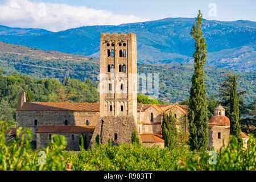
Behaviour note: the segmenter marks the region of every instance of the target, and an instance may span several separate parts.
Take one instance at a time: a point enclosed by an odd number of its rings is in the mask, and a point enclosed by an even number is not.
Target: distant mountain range
[[[193,18],[166,18],[119,26],[93,26],[53,32],[0,26],[0,41],[43,50],[98,57],[101,32],[137,35],[138,63],[193,63]],[[204,20],[209,66],[256,71],[256,22]]]
[[[15,72],[38,78],[55,78],[63,81],[65,71],[72,78],[98,82],[98,59],[51,51],[40,51],[26,46],[0,43],[0,69],[4,74]],[[220,85],[228,72],[238,73],[238,90],[246,90],[247,103],[256,97],[256,72],[238,72],[205,67],[208,96],[218,97]],[[158,73],[159,98],[170,103],[184,101],[189,96],[193,67],[190,64],[138,64],[138,73]],[[14,78],[15,79],[15,78]]]

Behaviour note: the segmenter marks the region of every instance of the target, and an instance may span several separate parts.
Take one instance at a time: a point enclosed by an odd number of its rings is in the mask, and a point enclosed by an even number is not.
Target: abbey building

+ + + + +

- What to do -
Rewrite every line of the records above as a JSON list of strings, one string per line, leaving out blank lines and the pictures.

- Exercise answer -
[
  "Behaviour note: the segmenter marks the region of every instance of the target, and an instance may span several separate parts.",
  "Take one instance at a time: a point enclosed by an odd number of its rings is in the mask, and a point enclosed by an even number is not.",
  "Target: distant mountain range",
  "[[[193,18],[166,18],[119,26],[93,26],[53,32],[0,26],[0,41],[43,50],[98,57],[101,32],[137,35],[138,63],[193,63]],[[204,20],[209,66],[256,71],[256,22]]]",
  "[[[15,72],[38,78],[55,78],[63,81],[65,71],[72,78],[98,82],[98,59],[51,51],[40,51],[26,46],[0,43],[0,69],[4,74]],[[220,85],[228,72],[238,73],[238,90],[246,90],[247,103],[256,97],[256,72],[238,72],[205,67],[208,96],[218,97]],[[158,73],[159,98],[170,103],[184,101],[189,96],[193,67],[190,64],[138,64],[138,73]],[[14,78],[15,79],[15,78]]]",
  "Behaviour note: the segmenter marks the region of every instance of the target, and an instance may span several separate parts.",
  "Take one instance at a time: a point enclosed by an odd number of its rings is in the mask, and a point enclosed by an even number is not.",
  "Target: abbey building"
]